→ EXERCISE BRIEF:
Rewrite the listing from its first line up to and including the line with "x=105 y=170", keeping the requests, and raise every coordinate in the answers by 51.

##########

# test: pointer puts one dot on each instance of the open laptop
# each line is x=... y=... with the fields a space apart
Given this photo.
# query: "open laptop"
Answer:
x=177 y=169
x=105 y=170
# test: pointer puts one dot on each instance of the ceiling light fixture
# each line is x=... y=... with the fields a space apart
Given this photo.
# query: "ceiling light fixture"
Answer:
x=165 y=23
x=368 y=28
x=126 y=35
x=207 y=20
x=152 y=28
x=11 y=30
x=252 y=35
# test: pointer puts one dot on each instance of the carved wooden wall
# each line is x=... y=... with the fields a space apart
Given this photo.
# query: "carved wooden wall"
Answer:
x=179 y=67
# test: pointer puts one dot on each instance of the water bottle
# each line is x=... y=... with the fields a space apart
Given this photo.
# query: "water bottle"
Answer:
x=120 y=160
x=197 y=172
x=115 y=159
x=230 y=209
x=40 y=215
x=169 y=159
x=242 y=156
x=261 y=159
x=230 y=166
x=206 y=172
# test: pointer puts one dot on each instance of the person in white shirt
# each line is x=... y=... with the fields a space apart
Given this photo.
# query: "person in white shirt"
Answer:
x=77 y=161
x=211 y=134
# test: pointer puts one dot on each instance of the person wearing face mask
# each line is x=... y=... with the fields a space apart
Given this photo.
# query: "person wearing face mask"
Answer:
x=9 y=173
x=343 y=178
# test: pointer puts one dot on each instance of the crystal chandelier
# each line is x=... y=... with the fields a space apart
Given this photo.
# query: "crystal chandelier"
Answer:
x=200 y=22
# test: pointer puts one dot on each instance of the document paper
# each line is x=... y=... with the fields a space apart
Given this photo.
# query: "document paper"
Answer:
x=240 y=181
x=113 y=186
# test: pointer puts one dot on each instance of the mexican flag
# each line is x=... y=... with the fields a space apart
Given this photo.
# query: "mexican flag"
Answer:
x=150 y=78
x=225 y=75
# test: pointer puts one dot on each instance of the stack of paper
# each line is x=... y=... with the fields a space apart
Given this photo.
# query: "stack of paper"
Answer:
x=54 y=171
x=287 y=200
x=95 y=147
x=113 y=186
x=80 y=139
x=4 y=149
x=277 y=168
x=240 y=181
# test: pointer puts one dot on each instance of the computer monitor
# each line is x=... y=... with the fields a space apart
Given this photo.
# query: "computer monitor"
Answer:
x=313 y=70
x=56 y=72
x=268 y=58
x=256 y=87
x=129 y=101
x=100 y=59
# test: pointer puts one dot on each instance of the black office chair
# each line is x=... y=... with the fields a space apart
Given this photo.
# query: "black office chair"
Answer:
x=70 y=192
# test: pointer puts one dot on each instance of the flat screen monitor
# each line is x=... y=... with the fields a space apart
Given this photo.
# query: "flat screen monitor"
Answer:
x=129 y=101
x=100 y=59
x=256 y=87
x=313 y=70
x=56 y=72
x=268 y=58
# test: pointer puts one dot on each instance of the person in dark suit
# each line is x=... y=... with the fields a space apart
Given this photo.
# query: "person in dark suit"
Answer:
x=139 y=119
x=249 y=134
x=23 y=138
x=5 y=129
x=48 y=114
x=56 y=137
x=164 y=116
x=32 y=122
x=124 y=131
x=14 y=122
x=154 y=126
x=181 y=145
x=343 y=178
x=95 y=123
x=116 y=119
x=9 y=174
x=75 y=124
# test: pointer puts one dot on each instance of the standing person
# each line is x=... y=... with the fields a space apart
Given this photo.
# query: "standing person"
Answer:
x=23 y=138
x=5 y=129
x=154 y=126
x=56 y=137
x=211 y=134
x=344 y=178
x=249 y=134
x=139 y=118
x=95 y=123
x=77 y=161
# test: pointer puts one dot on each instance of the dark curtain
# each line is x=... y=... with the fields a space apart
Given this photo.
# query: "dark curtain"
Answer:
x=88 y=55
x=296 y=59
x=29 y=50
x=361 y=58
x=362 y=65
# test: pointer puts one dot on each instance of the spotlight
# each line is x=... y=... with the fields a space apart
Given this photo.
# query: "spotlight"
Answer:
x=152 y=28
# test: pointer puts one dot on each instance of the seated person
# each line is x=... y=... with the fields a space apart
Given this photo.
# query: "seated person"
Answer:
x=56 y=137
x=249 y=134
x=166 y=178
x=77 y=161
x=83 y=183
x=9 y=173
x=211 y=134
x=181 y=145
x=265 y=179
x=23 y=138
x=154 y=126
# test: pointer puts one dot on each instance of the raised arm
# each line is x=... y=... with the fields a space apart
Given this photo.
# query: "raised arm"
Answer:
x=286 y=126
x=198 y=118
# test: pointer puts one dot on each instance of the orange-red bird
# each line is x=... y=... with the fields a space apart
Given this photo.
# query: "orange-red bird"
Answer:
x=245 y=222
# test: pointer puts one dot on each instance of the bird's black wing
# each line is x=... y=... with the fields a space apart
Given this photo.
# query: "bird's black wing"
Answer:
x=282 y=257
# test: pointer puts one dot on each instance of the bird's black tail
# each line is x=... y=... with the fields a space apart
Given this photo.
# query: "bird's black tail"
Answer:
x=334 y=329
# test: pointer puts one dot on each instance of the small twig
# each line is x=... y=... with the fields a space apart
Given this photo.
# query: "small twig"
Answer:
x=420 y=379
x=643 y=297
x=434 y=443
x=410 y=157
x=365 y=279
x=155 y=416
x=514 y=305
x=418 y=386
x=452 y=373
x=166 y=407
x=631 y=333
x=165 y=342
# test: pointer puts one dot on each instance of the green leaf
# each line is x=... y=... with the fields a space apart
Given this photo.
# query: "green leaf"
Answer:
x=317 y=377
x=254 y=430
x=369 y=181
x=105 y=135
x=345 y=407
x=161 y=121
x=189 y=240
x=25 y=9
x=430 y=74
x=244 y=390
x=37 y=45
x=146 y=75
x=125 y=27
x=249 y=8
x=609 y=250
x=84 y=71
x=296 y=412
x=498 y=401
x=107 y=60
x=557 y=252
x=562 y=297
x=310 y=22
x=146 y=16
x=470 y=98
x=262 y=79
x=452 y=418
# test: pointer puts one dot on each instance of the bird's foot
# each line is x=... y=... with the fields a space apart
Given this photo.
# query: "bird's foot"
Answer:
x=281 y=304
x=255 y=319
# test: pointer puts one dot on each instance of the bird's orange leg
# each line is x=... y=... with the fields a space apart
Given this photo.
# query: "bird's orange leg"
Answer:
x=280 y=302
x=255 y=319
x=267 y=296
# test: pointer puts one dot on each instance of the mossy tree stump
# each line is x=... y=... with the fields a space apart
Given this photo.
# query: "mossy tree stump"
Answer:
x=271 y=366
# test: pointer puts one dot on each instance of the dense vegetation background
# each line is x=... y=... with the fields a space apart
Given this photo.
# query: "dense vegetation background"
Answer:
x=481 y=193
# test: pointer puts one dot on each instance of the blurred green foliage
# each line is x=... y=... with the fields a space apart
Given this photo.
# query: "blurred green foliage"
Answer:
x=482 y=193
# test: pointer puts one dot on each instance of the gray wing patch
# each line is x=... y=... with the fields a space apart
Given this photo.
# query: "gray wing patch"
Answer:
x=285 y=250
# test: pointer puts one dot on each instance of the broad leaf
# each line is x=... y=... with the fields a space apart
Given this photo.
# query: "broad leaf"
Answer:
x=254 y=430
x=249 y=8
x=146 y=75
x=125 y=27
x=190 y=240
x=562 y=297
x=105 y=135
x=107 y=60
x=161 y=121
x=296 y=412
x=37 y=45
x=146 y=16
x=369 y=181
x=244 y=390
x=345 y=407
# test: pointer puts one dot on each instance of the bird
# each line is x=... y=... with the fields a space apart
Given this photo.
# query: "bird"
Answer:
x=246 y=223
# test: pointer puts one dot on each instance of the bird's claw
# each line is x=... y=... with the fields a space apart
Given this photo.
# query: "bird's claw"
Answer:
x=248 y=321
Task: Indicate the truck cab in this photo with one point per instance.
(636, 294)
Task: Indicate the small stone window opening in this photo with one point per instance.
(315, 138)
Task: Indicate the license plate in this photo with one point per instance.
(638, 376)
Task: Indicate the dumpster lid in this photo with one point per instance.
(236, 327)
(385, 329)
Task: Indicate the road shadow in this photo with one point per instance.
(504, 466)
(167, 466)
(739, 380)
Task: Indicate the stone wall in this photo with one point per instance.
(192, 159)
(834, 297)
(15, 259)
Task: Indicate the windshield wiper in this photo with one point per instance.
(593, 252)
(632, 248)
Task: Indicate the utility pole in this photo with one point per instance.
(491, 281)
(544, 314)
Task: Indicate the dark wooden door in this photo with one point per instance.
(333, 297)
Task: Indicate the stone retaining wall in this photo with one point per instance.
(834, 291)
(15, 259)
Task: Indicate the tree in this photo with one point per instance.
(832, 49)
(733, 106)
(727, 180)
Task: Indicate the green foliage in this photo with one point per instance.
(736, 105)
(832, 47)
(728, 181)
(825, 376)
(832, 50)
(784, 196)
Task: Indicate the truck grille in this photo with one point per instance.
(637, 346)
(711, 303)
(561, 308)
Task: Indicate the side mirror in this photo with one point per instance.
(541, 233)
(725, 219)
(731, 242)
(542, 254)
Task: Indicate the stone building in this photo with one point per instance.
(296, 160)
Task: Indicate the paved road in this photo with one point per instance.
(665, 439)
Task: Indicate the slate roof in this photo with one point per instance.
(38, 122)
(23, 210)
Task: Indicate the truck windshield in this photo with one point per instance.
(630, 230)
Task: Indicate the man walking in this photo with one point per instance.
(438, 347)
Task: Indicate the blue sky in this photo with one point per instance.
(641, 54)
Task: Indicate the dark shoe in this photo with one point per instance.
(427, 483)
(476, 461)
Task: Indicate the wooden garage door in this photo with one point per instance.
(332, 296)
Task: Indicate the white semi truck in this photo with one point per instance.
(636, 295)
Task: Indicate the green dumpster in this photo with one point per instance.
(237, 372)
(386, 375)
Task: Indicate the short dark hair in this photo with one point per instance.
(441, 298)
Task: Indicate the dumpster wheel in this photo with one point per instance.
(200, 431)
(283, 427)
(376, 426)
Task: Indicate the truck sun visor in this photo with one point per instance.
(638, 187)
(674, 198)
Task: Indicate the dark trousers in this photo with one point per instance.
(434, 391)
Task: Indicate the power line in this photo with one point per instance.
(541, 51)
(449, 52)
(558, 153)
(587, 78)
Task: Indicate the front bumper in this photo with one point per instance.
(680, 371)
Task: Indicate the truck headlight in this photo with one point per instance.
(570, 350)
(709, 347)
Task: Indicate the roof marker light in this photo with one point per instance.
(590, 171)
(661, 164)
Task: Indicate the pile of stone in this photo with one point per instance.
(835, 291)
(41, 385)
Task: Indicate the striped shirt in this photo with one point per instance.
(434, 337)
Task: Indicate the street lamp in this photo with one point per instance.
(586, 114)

##########

→ FULL RESPONSE:
# test: pointer puts one dot on each instance of the open laptop
# each line is x=... y=... with the fields a space apart
Given this photo.
# query: "open laptop"
Answer:
x=228 y=220
x=156 y=221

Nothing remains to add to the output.